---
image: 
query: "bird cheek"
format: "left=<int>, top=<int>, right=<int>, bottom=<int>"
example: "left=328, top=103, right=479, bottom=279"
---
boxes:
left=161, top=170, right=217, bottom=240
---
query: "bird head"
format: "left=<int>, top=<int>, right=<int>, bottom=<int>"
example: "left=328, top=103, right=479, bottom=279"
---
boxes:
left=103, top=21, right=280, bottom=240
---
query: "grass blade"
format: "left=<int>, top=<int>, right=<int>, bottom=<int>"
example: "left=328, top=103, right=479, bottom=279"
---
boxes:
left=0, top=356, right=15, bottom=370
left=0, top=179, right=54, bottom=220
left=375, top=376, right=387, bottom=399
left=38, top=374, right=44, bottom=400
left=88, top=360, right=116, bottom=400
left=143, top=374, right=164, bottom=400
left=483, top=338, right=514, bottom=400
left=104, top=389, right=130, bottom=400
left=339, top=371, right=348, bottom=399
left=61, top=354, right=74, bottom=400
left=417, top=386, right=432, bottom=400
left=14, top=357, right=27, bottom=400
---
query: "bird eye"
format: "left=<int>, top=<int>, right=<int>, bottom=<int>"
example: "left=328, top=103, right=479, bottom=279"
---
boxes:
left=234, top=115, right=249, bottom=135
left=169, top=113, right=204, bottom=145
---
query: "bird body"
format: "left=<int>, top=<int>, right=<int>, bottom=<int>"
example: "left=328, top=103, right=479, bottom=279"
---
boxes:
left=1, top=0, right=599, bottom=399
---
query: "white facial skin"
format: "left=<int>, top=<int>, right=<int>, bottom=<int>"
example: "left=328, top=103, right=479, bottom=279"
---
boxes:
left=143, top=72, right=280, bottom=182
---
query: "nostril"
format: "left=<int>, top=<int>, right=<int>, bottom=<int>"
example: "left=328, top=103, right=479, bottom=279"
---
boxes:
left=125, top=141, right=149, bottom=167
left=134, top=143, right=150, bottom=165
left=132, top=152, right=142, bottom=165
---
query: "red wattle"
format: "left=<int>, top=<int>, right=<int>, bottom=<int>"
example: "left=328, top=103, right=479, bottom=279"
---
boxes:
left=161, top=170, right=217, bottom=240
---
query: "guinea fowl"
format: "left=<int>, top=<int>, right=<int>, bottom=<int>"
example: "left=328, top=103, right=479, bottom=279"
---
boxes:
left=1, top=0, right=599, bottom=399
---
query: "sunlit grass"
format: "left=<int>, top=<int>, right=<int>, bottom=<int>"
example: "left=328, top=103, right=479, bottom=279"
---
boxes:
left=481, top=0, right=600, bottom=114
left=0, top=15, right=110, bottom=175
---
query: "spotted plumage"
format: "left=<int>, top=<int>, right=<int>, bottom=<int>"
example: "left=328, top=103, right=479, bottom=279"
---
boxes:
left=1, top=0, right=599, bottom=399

Task to carry out ->
Across the entries, how many lines contain the word "bird"? State that number and nothing else.

Solution ->
4